Rewrite every row below in full, text lines and all, shifting each bounding-box coordinate in the answers up by 20 and leaving every other number unchanged. Leave the pictures out.

> Record list:
-- -- --
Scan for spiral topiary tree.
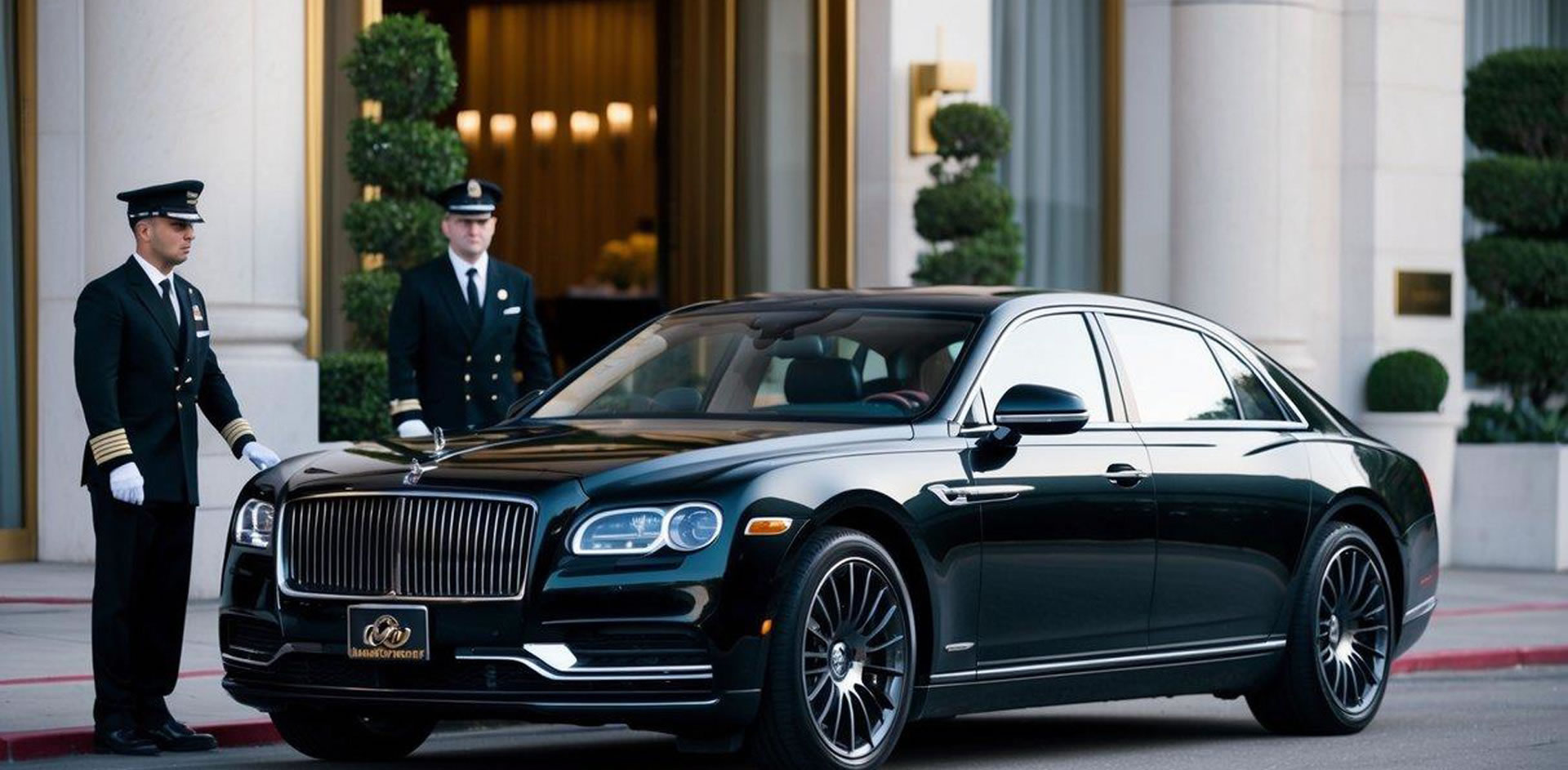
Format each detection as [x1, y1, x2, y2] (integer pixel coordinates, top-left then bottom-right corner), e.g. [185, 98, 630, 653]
[1464, 49, 1568, 441]
[320, 16, 469, 441]
[911, 102, 1024, 284]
-- -- --
> Task response:
Scan for spiral topiary tree.
Format each detection as [x1, y1, x2, y2] (integer pixel coordinates, top-left then bottom-right corner), e.g. [185, 98, 630, 653]
[1484, 69, 1588, 461]
[340, 36, 489, 461]
[931, 122, 1044, 304]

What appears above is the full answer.